*** Begin section ***

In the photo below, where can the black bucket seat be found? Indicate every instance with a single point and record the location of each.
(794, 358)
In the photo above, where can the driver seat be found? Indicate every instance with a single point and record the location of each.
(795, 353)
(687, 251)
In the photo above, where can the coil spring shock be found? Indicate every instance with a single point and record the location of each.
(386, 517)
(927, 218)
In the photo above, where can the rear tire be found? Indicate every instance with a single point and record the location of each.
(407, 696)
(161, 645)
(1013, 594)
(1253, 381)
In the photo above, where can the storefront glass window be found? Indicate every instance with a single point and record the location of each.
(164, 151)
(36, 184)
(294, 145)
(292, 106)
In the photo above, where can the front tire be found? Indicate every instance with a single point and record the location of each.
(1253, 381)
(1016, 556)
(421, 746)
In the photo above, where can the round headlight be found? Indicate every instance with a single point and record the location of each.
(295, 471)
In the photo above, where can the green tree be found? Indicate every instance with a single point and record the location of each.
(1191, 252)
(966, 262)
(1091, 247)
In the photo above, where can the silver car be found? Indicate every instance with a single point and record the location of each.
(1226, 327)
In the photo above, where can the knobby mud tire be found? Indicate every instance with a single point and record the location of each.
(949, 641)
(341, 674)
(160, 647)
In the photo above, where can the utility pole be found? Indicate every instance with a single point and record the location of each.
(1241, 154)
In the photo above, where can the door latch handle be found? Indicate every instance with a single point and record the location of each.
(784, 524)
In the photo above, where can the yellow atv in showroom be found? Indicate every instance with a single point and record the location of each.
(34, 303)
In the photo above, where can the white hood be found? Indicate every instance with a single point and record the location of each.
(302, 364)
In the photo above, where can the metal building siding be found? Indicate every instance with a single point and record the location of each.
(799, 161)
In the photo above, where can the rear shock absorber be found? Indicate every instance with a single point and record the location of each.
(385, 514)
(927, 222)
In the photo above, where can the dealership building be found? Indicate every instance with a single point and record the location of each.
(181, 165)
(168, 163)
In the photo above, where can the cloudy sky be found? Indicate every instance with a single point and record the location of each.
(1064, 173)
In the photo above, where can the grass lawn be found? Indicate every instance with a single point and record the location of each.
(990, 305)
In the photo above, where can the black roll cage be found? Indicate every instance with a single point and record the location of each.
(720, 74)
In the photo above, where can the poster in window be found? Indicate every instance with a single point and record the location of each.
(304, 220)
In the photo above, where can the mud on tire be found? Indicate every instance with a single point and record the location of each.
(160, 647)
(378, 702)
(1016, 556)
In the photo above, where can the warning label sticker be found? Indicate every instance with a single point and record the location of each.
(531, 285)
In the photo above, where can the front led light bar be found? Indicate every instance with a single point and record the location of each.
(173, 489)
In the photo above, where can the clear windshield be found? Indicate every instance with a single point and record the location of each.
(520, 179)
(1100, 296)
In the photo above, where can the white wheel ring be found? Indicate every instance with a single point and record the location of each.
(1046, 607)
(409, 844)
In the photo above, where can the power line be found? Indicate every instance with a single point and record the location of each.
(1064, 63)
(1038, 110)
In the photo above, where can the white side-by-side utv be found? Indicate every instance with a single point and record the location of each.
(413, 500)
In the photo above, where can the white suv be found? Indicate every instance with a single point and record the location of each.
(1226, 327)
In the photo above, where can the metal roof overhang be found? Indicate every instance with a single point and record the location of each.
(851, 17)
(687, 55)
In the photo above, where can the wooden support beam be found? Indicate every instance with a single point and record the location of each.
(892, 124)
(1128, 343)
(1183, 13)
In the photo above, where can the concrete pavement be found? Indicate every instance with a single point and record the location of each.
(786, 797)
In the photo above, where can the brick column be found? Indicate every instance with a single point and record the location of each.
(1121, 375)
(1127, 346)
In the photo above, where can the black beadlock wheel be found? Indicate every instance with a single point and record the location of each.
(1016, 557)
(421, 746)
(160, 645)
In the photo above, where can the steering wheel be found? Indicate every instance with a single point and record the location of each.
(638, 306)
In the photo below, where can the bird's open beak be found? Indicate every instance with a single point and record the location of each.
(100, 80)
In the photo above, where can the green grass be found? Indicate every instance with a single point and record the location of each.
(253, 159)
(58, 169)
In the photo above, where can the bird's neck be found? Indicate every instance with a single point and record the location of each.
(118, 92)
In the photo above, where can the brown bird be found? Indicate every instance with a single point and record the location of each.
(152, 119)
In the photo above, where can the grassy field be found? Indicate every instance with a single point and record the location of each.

*** End section ***

• _What is required_
Repeat every line of the material exactly as given.

• _Completed task_
In the photo below, where can the black bucket seat be found? Indicate every instance with a single point and record the location of each.
(794, 358)
In the photo above, where can the driver seat be found? Indicate every instance with a single point and record the location of each.
(795, 353)
(687, 251)
In the photo above, where can the coil spring shock be found? Indicate every instance with a single point and record the location of each.
(386, 517)
(927, 218)
In the photo above, where can the rear tire be found? Indicate every instance with a single point and record the location of each.
(407, 696)
(161, 645)
(1013, 594)
(1253, 381)
In the photo above, where can the storefront glass window be found? Indicate every instance with a single point and record the location of each.
(164, 151)
(36, 184)
(294, 145)
(292, 106)
In the photo above, where can the front tire be found? Indicate every instance with a single point and record the location of each.
(1253, 381)
(1016, 556)
(421, 746)
In the photo above, where can the round headlight be found? Indicate every instance with a single point and record the location of each.
(295, 471)
In the photo above, where can the green tree be found? Indicate every instance with a single point and record the location of each.
(1191, 252)
(966, 262)
(1091, 247)
In the photo above, where can the silver car be found? Indicate every instance with a single point and record the location of each.
(1226, 327)
In the photo above, where can the knobby mud tire be found? Indicate every instance with a single point and record the location of each.
(949, 641)
(341, 674)
(160, 647)
In the photo above, where can the utility pole be found? Indicate every instance with a single point and record the location of each.
(1241, 154)
In the photo above, where can the door latch handle be found? Indicate every instance with a single point and record the location of each.
(784, 524)
In the photo above, where can the yellow atv in showroom be found? Indicate every instance with a single point and record the location of each.
(34, 303)
In the photo above, where can the white hood be found? Indicate every instance with a single point and record the location of each.
(302, 364)
In the photo above, where can the metal building siding be found? Indicate every instance with a single point and record the location of each.
(799, 161)
In the photo above, where can the rear shock absorber be found? Indicate every instance with a single point and record the location of each.
(385, 514)
(927, 222)
In the photo above, where can the dealership building be found? Indicate every instance with a single point and record the location of each.
(181, 165)
(168, 163)
In the photo above, where can the cloudy sky be found? Indicate every instance with a single point and record the location of each.
(1064, 173)
In the photo above, where can the grass lawn be found? Indicate every instance with a single point and record the location of each.
(990, 305)
In the photo above, where can the black roll cage be found? Indicate every instance with a single point and record the location of each.
(720, 74)
In the photo above, where can the poster in window be found? Indicate every instance with a single point and record the location of each.
(304, 220)
In the photo above, where can the mud on tire be found? Indicate every instance with a single point and record the location of each.
(160, 647)
(378, 702)
(1016, 556)
In the photo above, where can the warning label sticker be found? Indicate every instance with a single point and record the location of each.
(531, 285)
In the photo above, where can the front led light bar be found? Indicate every instance with a single point and record the location of each.
(173, 489)
In the photo above, where can the clear windshield be found? Indicate every instance with a single point and record the location of each.
(520, 179)
(1100, 296)
In the photo above, where can the white wheel ring be found? Indicate every instance with a single point and record the location of each.
(1046, 607)
(409, 844)
In the photo above, where can the power line be found? Indicate every instance with a single point and record the location of each.
(1064, 63)
(1038, 110)
In the photo above, where can the white side-by-side utv be found? Indicate every instance with a single point and record the location of each.
(413, 500)
In the photo above, where can the white suv be found? Indicate every instance with a single point and record the location of each.
(1226, 327)
In the photo above, where can the metal roof overhang be found? Indicate every instance with a single point and record the location of each.
(851, 17)
(687, 55)
In the photo above, where can the wooden support beam be found? Indicate every instance with a single point and record the location of each.
(892, 124)
(1128, 343)
(1183, 13)
In the photo above, where can the concrete pavement be found? Indicate every instance with a single point and record the location of each.
(786, 797)
In the photo above, where can the brick column be found? Indicate every instance with a single point and record the location of each.
(1121, 375)
(1127, 346)
In the photo above, where can the black beadlock wheel be found? Indicate every instance with a single point and record the location of each.
(1016, 557)
(421, 746)
(160, 645)
In the photo above, where can the steering wheel be found? Indicate every instance with a single point and record the location of each.
(638, 306)
In the photo below, where can the bird's open beak be found? Indicate every instance with a single point and record the location of each.
(100, 80)
In the photo above, where can the green grass be found? Indicate every instance with a single point and record the location of each.
(253, 159)
(58, 169)
In the photo above, where can the bird's neck be found? Indicate every instance with a single point and record the location of each.
(118, 92)
In the photo above, where can the brown bird be found? Indicate every instance with a single point and record the location of each.
(152, 119)
In the photo above, where can the grassy field be found? Indicate every instance with a single point and record the location of each.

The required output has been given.